### Task objective:
Lines from the one containing "Query: **tram on bridge**" through the end of the data are to be returned exactly, and no others.

### Data entries:
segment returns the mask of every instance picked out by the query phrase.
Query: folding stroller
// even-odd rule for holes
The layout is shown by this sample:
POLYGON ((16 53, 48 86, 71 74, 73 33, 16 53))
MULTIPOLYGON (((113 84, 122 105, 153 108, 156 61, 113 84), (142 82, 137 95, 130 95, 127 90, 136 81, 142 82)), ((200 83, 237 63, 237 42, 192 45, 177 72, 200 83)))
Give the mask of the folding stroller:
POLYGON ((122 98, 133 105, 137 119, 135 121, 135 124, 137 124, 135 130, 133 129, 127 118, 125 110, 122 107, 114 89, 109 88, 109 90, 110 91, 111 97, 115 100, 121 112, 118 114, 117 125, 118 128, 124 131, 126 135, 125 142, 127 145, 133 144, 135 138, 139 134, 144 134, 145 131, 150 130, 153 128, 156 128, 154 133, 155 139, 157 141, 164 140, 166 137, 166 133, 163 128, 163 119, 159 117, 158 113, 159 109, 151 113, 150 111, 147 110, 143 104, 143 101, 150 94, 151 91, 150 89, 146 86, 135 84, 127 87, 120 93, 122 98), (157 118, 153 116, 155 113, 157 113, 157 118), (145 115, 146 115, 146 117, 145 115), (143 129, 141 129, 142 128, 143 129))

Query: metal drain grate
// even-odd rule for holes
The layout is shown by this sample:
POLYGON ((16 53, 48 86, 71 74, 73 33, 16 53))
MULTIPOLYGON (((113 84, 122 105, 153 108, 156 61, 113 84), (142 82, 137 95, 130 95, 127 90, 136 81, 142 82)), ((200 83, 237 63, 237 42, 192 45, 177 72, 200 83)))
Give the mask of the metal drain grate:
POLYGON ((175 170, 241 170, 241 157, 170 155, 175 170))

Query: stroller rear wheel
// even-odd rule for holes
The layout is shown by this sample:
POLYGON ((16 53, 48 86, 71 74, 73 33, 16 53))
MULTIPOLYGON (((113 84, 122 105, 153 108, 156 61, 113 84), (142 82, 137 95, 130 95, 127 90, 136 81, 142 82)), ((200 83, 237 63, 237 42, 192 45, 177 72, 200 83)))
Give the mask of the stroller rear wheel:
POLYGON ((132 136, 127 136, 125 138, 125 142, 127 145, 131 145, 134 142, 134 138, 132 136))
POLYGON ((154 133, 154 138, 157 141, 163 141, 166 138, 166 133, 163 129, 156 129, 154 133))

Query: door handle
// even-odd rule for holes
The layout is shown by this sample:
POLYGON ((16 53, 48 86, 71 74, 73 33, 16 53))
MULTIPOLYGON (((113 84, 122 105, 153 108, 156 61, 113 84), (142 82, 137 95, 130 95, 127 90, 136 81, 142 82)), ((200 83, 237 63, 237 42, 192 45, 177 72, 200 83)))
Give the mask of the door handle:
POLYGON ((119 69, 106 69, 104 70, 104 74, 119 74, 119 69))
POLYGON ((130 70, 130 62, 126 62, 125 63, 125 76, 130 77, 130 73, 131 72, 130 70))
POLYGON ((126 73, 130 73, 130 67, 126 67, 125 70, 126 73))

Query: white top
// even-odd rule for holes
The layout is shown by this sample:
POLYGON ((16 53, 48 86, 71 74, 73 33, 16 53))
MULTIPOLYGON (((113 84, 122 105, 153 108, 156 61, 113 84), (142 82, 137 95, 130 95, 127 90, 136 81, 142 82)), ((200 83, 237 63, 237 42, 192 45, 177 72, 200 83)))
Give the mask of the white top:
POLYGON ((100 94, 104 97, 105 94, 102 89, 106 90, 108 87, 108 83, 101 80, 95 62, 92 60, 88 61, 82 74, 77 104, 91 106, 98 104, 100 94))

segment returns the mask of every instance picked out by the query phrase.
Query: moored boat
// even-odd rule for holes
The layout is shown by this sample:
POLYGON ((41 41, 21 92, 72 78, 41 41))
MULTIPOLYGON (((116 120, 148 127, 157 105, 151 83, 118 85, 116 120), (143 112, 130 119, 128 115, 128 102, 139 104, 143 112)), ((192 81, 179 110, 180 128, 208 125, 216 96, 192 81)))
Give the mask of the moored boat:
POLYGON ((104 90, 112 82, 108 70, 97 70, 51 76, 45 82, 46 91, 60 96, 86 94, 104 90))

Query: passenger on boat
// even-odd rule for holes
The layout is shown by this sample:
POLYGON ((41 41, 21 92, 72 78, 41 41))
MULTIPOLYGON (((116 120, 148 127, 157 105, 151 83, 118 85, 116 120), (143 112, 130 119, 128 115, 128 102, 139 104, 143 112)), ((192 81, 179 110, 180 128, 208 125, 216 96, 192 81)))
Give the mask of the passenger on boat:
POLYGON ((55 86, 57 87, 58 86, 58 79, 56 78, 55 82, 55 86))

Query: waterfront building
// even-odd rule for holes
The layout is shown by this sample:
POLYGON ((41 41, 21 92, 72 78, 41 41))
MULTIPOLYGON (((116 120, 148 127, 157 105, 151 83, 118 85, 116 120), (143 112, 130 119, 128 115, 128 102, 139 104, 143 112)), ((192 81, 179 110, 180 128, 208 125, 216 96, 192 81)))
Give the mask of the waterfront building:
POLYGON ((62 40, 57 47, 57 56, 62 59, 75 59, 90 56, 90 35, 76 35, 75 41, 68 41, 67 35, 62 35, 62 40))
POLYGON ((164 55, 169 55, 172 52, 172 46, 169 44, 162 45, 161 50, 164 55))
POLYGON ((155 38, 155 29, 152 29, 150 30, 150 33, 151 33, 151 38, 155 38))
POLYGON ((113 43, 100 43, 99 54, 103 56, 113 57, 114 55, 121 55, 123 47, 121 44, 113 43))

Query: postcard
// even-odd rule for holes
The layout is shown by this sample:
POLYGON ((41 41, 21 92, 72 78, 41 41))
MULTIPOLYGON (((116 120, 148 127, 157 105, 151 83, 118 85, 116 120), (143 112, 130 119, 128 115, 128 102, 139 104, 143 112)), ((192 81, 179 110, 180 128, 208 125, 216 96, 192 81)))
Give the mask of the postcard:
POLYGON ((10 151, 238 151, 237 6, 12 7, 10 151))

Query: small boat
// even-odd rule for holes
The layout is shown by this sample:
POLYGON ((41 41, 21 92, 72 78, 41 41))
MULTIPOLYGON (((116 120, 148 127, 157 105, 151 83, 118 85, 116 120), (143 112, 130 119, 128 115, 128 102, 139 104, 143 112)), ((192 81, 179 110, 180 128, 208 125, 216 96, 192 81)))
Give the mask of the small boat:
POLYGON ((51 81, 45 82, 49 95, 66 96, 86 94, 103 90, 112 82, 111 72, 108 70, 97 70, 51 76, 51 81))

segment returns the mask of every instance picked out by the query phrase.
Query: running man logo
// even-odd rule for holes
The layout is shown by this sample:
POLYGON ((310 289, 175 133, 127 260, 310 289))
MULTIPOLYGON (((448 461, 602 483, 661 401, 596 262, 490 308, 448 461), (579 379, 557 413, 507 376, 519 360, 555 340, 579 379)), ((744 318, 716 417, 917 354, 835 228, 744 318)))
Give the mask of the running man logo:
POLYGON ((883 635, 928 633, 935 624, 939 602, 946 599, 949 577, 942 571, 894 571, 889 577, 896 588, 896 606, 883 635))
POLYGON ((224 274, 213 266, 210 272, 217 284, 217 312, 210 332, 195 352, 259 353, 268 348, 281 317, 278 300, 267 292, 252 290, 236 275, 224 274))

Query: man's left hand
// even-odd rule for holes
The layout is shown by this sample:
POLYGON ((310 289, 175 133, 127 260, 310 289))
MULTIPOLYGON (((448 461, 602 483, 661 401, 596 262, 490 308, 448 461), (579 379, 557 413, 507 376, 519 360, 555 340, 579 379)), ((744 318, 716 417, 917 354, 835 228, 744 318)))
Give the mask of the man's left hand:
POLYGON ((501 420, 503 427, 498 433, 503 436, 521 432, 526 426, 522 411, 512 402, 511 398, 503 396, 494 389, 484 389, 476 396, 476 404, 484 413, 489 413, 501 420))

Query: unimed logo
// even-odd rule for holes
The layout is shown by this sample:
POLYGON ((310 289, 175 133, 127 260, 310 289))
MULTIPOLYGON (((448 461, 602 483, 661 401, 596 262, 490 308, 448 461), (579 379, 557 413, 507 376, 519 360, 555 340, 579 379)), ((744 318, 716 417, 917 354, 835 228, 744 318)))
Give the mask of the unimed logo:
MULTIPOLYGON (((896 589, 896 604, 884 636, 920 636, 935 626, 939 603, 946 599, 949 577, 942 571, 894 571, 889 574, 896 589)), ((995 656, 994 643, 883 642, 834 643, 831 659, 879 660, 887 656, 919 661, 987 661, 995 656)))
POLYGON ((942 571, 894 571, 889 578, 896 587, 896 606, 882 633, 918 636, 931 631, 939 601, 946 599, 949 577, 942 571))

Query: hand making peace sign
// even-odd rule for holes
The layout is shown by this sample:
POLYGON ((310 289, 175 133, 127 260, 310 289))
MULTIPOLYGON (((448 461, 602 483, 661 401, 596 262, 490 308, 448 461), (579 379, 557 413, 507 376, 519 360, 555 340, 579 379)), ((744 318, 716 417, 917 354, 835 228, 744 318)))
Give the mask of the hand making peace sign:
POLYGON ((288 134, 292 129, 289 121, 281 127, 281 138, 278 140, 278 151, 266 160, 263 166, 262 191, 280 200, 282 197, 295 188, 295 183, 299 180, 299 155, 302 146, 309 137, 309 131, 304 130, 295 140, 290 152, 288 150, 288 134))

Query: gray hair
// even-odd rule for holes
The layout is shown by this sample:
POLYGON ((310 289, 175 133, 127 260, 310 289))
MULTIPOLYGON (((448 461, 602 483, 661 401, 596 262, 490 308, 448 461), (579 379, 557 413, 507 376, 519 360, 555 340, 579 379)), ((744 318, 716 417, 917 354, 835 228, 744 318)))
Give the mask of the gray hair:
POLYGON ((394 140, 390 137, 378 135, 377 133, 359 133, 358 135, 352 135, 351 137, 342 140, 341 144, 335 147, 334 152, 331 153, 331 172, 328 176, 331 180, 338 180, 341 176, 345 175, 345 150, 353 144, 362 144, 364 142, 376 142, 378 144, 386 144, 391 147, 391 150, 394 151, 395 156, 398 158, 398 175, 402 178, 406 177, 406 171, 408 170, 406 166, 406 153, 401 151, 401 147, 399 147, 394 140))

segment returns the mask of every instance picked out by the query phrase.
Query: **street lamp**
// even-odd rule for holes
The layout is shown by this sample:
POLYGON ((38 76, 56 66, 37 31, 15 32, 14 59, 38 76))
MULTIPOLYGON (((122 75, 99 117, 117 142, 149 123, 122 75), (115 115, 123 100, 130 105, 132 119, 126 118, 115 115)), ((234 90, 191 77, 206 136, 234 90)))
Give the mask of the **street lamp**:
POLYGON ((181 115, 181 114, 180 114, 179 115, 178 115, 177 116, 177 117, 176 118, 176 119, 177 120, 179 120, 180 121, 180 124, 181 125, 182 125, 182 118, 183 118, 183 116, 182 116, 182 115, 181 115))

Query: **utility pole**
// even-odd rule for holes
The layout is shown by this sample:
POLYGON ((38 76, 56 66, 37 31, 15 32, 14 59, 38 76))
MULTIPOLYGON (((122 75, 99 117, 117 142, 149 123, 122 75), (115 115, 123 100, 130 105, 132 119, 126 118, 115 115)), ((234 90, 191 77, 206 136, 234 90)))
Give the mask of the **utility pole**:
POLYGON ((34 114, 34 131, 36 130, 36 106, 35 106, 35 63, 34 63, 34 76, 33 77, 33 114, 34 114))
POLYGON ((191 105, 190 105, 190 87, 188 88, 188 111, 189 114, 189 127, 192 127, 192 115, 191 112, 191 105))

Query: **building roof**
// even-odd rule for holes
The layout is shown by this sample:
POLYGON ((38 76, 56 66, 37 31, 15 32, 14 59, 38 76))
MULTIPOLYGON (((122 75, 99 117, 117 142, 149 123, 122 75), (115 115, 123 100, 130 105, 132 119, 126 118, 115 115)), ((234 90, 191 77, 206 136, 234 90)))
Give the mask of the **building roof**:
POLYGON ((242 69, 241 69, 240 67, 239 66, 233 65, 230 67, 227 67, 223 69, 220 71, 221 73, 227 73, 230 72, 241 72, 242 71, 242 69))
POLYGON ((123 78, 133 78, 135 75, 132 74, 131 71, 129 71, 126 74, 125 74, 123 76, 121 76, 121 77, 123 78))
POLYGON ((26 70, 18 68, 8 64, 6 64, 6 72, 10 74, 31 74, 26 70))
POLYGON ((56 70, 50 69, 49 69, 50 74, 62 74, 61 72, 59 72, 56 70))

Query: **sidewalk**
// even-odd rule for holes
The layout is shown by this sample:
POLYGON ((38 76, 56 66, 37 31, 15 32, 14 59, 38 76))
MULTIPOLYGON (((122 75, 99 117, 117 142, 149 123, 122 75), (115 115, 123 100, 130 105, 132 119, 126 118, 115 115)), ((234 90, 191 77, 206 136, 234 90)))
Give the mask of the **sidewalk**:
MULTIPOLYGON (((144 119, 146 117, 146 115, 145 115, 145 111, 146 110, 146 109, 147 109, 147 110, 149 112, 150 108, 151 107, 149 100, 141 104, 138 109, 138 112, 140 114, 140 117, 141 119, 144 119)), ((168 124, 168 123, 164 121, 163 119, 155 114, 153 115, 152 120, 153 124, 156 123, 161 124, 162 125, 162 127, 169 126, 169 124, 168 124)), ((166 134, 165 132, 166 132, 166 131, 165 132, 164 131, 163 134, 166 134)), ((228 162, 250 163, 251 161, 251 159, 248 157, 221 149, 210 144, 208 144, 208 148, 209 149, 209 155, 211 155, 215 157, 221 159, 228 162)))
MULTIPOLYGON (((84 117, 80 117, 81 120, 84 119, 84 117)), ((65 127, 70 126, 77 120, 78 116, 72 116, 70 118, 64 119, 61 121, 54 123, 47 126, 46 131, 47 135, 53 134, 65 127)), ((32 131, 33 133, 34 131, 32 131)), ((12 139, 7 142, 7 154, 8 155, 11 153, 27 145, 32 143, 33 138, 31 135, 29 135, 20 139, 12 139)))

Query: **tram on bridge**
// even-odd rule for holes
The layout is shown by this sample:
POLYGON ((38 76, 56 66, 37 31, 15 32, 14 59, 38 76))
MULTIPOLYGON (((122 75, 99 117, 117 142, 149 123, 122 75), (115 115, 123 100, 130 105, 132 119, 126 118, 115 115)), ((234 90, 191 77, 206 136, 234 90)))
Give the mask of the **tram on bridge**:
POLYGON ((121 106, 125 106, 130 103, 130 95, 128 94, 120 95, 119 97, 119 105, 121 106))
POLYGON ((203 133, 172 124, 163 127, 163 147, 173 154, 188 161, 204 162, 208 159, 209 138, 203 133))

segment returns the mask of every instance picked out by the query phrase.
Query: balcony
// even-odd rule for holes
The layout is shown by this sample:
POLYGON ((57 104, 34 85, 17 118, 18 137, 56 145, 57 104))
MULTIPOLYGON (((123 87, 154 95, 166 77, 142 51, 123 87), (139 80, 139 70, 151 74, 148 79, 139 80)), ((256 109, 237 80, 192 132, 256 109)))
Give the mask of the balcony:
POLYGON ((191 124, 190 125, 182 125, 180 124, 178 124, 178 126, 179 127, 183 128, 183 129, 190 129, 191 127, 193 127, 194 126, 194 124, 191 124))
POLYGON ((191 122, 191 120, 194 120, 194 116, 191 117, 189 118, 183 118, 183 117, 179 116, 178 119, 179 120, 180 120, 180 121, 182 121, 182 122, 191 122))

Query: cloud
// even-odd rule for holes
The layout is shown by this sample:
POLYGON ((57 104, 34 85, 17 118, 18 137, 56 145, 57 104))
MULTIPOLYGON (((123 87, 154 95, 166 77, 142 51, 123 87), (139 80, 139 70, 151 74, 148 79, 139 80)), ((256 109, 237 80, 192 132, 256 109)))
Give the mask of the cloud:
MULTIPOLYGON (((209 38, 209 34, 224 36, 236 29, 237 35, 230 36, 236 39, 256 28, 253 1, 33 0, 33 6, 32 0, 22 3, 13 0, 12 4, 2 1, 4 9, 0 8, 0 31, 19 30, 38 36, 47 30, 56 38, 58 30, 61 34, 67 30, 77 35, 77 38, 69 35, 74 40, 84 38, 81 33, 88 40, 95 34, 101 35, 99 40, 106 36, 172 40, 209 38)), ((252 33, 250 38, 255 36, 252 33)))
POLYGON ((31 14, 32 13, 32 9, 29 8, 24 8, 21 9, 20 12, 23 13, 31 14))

### Result for this task:
Query: **tram on bridge**
// even-odd rule for holes
The layout is shown by this sample:
POLYGON ((38 76, 56 66, 37 31, 15 32, 14 59, 38 76))
MULTIPOLYGON (((122 75, 99 117, 117 142, 149 123, 122 75), (115 115, 123 100, 130 105, 132 119, 126 118, 115 115)), ((234 90, 191 77, 206 136, 234 90)))
Give the mask of the **tram on bridge**:
POLYGON ((121 106, 125 106, 130 103, 130 95, 128 94, 120 95, 119 97, 119 105, 121 106))
POLYGON ((203 133, 172 124, 163 127, 163 147, 173 154, 188 161, 204 162, 208 159, 209 138, 203 133))

segment returns the mask of every instance picked out by the query phrase.
Query: balcony
// even-odd rule for holes
The layout is shown by this sample:
POLYGON ((57 104, 34 85, 17 118, 18 137, 56 145, 57 104))
MULTIPOLYGON (((123 87, 154 95, 166 77, 142 51, 123 87), (139 80, 139 70, 151 74, 148 79, 139 80)), ((256 109, 237 80, 192 132, 256 109)))
Give the mask of the balcony:
POLYGON ((191 124, 190 125, 182 125, 180 124, 178 124, 178 126, 179 127, 183 128, 183 129, 190 129, 191 127, 193 127, 194 126, 194 124, 191 124))
POLYGON ((191 122, 191 120, 194 120, 194 116, 191 117, 189 118, 183 118, 183 117, 179 116, 178 119, 179 120, 180 120, 180 121, 182 121, 182 122, 191 122))

Query: cloud
// even-odd rule for holes
The layout is shown by this sample:
POLYGON ((57 104, 34 85, 17 118, 18 137, 56 145, 57 104))
MULTIPOLYGON (((123 87, 154 95, 166 77, 142 51, 123 87), (139 80, 139 70, 151 74, 148 79, 139 80)), ((256 109, 237 80, 192 132, 256 109)))
Give the mask of the cloud:
MULTIPOLYGON (((209 38, 209 34, 224 36, 236 29, 237 35, 230 36, 236 39, 256 28, 253 1, 33 0, 33 6, 32 0, 22 3, 13 0, 12 4, 2 1, 4 9, 0 8, 0 31, 19 30, 38 36, 47 30, 56 38, 58 30, 61 34, 67 30, 77 35, 77 38, 69 35, 74 40, 84 38, 81 33, 88 40, 95 34, 101 35, 99 40, 106 36, 172 40, 209 38)), ((252 33, 250 38, 255 36, 252 33)))
POLYGON ((31 14, 32 13, 32 9, 29 8, 24 8, 21 9, 20 12, 23 13, 31 14))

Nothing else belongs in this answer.